**What you will do**.
A: The former student's statement about Reggie Ray below repeats how Reggie Ray described the spiritual lineage he claimed to lead. List every adjective used in that description.
B: Pick up the former student's statement about Reggie Ray after its final sentence and carry it forward in the same first-person voice.

**Supplied passage**.
━━━

Former Student of Reggie Ray – Finally Speaking Up

by Anonymous* (meditation instructor, kusung)

I feel it is finally time for me to say something. I’ve had a lot of time to think. For many of you, you have perhaps paid cursory attention to the disintegration of the Dharma Ocean community, or, perhaps some of you reading were close participants in that, or varying degrees in between. I am not any of the people you have heard from before in personal public letters, nor has my name been signed on to any such letters. I have read all of them. I am, however, a former extremely close student of Reggie Ray. I know all of the people who have spoken up. Many of them I have been very close with in the past, and of course, have had many, many shared experiences with these folks, in retreat, at social gatherings, and all of the other experiences that made up our lives in that community.

I am speaking up now because of the lingering sense that more truth needs to be told. I want to be very clear that while I do not deny any other former community member’s experience, I am not speaking up for any other reason than to share my experience, and I want what I have to say to be taken as wholly separate from others’ efforts to speak about their experiences. Though there are some similarities, there are also stark differences. Though I will leave it to the reader to find the common threads.

I do feel, however, that I need to make some bold statements, which I will do shortly. Before I do, I want the reader to know I not make these lightly. I also want the reader to know that I was an extremely sincere and devoted student for over 15 years. I used to be teased for how devoted I was. I was praised by Reggie, and he never, ever, doubted my devotion. At the time, I felt myself to have sacrificed, willingly, and happily, my entire life, and specifically the prime of my youth, to my training with Reggie, to our community, but also, and importantly, to the future I thought we were all committed to building. It is with a deep sense of betrayal that I look back on the whole of that time and what became of it, or rather, how coldly and vanishingly fast Reggie abandoned that project, and his students.

Here is what I can now boldly say about it: all of it was a scam. Reggie Ray is a fraudulent teacher. Reggie Ray exhibited, as revealed over time, a deep and profound disloyalty to his community, and to me personally. He positioned himself as the leader of, according to him, the most precious, profound, special, rare, and powerful spiritual lineage of teachings in the world, and asked his students to trust him with their souls. He completely and profoundly betrayed my trust that I regretfully gave him.

I will not be divulging details or making an argument or pleading a case as to why this is. Others have done such dissections, and I respect that they did. I also respect that that was right for them to do in a public way. I however, simply want to make a statement of warning for any people considering trusting Reggie Ray in any kind of way as a teacher or spiritual guide: I strongly caution you against that.

Reggie Ray uses false spiritual teachings to manipulate people into emotional openness and passivity in order to take their energy and fill an emptiness inside himself, which I believe is actually caused, or at least perpetuated, by the very false teachings he practices and propagates. This last statement might be a differentiation in some readers’ minds between my message and that of other former community members. I do not just make the claim that Reggie Ray is a personally flawed or abusive person. I make the claim that the very “teachings” he professes are a weapon he uses to harm people. The problem is not just Reggie Ray. It is Reggie Ray and his false teachings.

━━━

**Information supplied**.
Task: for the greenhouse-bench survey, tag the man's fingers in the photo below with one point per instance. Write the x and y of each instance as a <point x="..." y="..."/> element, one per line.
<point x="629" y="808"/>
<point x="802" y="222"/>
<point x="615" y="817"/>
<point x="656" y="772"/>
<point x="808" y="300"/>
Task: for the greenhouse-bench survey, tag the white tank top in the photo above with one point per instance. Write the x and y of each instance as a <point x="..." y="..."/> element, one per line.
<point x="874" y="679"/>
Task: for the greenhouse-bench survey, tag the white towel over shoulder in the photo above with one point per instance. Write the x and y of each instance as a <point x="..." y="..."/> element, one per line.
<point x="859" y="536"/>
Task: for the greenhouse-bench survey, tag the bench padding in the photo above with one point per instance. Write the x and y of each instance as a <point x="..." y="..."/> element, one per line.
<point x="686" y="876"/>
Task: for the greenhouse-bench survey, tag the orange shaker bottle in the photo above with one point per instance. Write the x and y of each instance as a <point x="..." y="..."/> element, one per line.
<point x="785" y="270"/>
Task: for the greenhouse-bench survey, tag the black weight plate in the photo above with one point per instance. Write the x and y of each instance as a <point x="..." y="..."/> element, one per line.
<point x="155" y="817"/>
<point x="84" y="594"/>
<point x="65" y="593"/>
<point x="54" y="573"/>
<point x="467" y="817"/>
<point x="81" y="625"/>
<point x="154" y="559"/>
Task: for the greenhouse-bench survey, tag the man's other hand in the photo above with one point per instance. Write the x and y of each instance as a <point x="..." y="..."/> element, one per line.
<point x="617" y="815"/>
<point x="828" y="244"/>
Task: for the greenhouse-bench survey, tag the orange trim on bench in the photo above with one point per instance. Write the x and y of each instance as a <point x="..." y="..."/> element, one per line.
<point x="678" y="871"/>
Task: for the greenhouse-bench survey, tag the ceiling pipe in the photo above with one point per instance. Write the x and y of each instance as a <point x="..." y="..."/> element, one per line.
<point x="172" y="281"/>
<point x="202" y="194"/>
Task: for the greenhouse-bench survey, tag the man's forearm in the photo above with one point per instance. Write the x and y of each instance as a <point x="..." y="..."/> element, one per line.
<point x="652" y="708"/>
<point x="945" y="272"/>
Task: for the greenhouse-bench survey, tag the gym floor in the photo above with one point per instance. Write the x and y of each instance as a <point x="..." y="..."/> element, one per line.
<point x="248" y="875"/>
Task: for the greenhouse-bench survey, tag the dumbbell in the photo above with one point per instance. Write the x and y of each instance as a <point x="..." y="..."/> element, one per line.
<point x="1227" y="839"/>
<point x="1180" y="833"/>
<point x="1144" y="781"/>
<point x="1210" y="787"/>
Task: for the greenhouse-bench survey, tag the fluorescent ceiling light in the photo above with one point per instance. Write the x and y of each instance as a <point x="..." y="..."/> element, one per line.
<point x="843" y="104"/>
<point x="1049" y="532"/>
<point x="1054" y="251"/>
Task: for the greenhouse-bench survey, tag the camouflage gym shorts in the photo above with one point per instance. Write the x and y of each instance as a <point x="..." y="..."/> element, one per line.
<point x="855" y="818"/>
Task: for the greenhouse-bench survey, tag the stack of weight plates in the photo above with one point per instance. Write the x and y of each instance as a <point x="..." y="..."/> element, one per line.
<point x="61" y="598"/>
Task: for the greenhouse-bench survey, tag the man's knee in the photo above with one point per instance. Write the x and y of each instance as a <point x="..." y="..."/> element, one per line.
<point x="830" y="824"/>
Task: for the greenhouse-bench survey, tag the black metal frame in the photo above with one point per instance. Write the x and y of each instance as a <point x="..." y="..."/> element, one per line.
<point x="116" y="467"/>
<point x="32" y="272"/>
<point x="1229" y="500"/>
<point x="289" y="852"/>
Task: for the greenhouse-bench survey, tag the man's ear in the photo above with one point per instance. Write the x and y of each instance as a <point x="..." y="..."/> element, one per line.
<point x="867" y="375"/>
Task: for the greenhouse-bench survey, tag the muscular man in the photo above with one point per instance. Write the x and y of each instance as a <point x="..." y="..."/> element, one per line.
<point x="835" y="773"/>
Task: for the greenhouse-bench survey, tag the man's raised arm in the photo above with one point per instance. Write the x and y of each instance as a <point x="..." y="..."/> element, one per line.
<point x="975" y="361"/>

━━━

**Results for the exercise**.
A: precious, profound, special, rare, powerful

B:
Nearly every single one of my former very close friends (some are still friends) and community members feel some version of this. The sense of betrayal is deep. It takes many forms in people’s experiences. But the common theme that I see is that of deception. Simply put, the project of the spiritual training and community building that Reggie Ray enlisted all of us in was a lie.

I am likely only able to see these things because I have been blessed to have found an actual, wholesome, truthful spiritual tradition and community. In my new community, I am struck by the lack of all of the things that, in Dharma Ocean, were framed as evidence of the “profundity” of the lineage. For example, the intense paranoia that was framed as “groundlessness”. Reggie Ray uses these false spiritual teachings to constantly keep his students in a state of uncertainty, and he frames that uncertainty as a spiritual value. In reality, it is an intentional attempt at keeping his students off balance and weak.

One very interesting trend I began to notice over the years in Dharma Ocean is that people were not thriving in their personal lives. And the ones that were, tended to move on from Dharma Ocean and Reggie Ray. The few who might be said to have been thriving were the exception, and often they were the ones granted special status within the community, and had really given up almost every other pursuit in their lives to have that status. Some were teaching a version of Reggie’s teachings in a professional capacity, or just working full-time for Dharma Ocean itself. But, there were no community people that were just regular, normal, everyday, people, with regular jobs, that stuck around, and thrived. And especially, I can’t think of a single example of a young person who came to Reggie in their youth, found his teachings, became healthier, found their way in life, and thrived professionally and personally outside of Dharma Ocean, and built a family. Dharma Ocean was a way station for lost souls, and not a place that led people to growth and healing. I was one of those. Reggie Ray was not a good shepherd.

I wish you all blessings as you seek, and deserve, healing. God bless you all.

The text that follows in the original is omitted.